After reading the data below, copy out every line that contains the word "wooden".

---- EXERCISE MATERIAL

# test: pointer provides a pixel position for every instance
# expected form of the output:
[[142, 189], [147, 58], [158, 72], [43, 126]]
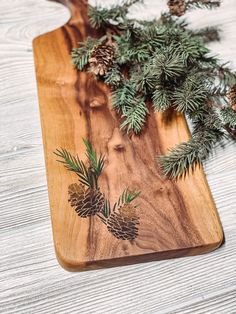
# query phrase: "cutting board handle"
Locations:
[[78, 9]]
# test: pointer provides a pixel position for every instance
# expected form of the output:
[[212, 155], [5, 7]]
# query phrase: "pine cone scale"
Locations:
[[101, 59], [86, 201]]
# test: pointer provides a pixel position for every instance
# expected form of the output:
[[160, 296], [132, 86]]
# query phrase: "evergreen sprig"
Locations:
[[88, 175], [165, 62], [126, 197]]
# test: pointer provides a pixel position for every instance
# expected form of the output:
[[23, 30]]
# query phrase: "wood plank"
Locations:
[[176, 219], [30, 279]]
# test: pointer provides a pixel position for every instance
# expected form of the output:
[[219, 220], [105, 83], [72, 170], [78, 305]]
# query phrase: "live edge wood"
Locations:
[[176, 218]]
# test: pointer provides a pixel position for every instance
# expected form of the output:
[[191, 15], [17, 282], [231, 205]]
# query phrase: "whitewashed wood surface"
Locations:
[[31, 281]]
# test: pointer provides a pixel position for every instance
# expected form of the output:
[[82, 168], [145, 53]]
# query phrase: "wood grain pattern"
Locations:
[[176, 219], [31, 281]]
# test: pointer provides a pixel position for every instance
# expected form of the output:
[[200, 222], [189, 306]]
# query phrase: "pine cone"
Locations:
[[123, 225], [232, 97], [86, 201], [102, 59], [177, 7]]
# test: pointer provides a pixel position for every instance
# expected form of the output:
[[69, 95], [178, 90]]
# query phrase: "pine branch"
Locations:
[[81, 55], [203, 4], [228, 116], [135, 116], [96, 163], [162, 98], [102, 17], [186, 156], [190, 99], [126, 197], [87, 175], [73, 163]]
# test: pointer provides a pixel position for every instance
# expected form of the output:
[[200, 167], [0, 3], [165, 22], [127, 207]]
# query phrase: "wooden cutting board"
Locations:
[[176, 218]]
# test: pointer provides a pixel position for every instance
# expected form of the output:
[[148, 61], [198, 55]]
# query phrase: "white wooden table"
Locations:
[[31, 281]]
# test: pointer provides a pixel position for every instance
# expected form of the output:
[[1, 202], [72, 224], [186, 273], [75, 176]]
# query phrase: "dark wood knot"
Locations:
[[119, 147], [96, 103]]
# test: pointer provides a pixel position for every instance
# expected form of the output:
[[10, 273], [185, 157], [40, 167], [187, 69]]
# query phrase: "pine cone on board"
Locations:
[[177, 7], [232, 97], [86, 201], [102, 59]]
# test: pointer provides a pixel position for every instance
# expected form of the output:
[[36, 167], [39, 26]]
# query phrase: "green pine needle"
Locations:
[[87, 175], [164, 61]]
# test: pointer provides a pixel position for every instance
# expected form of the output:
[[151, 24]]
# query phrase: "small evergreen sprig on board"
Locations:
[[87, 200], [165, 63]]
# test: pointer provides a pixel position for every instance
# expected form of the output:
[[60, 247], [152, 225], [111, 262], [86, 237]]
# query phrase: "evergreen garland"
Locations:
[[165, 63]]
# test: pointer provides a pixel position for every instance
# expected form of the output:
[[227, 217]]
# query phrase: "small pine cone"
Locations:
[[123, 225], [86, 201], [177, 7], [102, 59], [232, 97]]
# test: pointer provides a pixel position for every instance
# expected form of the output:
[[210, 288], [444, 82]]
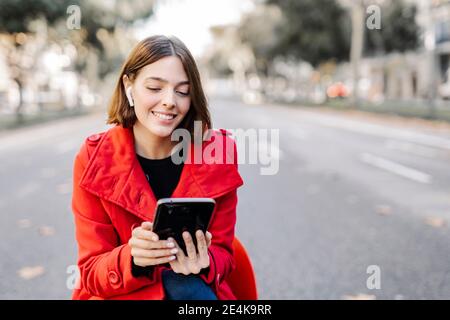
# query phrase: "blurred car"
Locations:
[[337, 90]]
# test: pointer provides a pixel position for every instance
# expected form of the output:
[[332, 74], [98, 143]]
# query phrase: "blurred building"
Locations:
[[420, 74]]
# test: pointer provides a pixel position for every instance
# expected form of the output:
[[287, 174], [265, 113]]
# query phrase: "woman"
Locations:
[[121, 173]]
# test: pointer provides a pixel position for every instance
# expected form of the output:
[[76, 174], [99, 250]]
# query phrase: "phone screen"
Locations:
[[173, 218]]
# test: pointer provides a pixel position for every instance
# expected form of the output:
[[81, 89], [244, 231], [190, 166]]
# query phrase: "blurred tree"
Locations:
[[102, 23], [258, 29], [313, 30], [399, 30]]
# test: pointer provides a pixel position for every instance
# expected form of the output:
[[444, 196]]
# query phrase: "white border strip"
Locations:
[[396, 168]]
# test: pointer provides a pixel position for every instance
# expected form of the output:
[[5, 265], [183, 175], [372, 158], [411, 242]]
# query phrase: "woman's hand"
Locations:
[[194, 262], [148, 250]]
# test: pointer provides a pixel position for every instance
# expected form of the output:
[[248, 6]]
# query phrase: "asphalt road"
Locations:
[[348, 193]]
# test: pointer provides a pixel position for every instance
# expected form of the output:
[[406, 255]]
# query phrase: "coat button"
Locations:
[[113, 277], [94, 137]]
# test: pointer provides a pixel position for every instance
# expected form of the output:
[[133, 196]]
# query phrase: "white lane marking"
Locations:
[[67, 146], [412, 148], [383, 131], [28, 189], [299, 134], [396, 168]]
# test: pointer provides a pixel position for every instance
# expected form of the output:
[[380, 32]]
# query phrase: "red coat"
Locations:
[[111, 196]]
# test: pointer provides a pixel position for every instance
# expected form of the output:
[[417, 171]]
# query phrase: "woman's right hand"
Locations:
[[147, 249]]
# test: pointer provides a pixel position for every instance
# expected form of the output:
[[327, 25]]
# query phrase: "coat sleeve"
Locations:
[[105, 264], [222, 228], [221, 249]]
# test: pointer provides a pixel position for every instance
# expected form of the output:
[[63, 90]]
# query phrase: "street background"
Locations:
[[361, 107]]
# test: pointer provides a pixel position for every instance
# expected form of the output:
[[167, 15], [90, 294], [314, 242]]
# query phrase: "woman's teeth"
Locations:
[[163, 116]]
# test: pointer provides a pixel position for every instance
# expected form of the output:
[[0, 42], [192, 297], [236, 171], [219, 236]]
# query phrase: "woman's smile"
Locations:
[[164, 117]]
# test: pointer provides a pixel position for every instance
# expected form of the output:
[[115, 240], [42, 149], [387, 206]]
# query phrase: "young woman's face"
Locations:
[[161, 96]]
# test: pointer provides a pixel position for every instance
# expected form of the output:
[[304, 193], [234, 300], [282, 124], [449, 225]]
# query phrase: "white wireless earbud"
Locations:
[[130, 98]]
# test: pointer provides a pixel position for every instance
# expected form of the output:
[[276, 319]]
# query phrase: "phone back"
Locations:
[[176, 215]]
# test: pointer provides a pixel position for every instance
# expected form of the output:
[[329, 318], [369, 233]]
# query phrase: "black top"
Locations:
[[162, 174]]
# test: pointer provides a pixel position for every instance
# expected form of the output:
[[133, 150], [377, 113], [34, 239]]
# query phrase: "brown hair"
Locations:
[[149, 51]]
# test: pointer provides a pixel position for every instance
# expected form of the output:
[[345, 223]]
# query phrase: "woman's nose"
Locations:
[[169, 98]]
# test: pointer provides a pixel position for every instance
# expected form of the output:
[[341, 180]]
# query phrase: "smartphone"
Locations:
[[173, 216]]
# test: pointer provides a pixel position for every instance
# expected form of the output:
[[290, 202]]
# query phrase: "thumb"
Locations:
[[208, 238], [147, 225]]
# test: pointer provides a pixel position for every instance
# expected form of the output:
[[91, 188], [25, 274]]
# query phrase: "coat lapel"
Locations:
[[114, 174]]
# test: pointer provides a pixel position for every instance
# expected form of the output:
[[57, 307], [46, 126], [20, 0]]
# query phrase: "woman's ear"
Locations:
[[130, 97], [127, 86]]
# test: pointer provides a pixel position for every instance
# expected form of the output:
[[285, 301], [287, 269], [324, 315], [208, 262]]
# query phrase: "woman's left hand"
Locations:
[[194, 262]]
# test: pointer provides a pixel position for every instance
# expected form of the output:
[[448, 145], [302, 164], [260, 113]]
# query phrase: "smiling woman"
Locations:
[[120, 174]]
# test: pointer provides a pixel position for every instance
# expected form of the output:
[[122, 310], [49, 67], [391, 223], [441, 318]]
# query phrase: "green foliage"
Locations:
[[313, 30], [16, 14]]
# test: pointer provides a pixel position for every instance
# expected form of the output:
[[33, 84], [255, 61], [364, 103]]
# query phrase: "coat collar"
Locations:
[[113, 173]]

--------

> [SOLVED EXERCISE]:
# query phrase: "wooden cutting board"
# query phrase: "white wooden table"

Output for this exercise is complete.